--- start ENTRIES SHOWN ---

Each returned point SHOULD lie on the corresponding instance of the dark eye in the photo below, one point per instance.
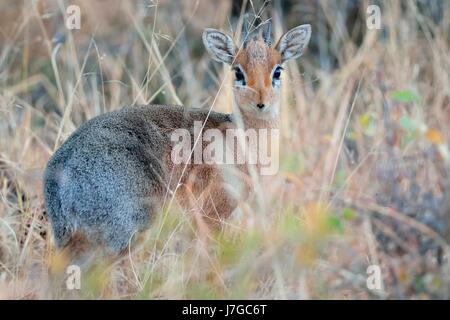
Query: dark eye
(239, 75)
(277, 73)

--- end ENTRIES SHOWN ---
--- start ENTRIES SHOWN ---

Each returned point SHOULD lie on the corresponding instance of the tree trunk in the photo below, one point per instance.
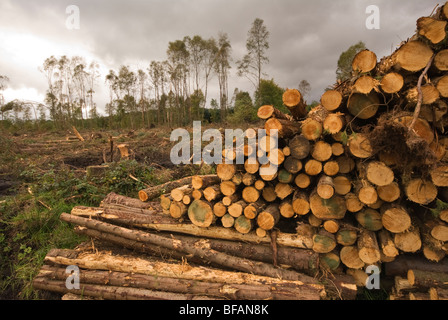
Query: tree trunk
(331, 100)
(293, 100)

--- end ENTRIES SHOWN ---
--- start ENTRIES SHOWN ---

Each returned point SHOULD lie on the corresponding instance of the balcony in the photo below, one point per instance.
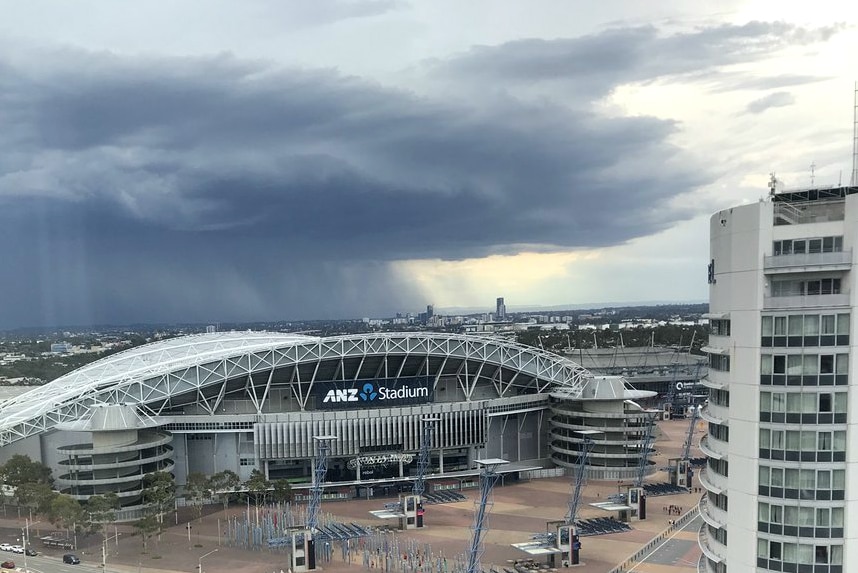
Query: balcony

--- end ENTRIES SHOWN ---

**PROBLEM REQUIREMENTS:**
Lay out the stretch from the line containing "of the balcony" through the line containing "Query: balcony" as a Markdown table with the columns No and Line, numbering each line and skipping blank ones. Leave the pictures out of the answer.

**RESULT:**
| No | Line |
|---|---|
| 1 | Each returned point SHOULD lie on the corresponding instance of the balcony in the photo below, one point per instance. |
| 2 | Query: balcony |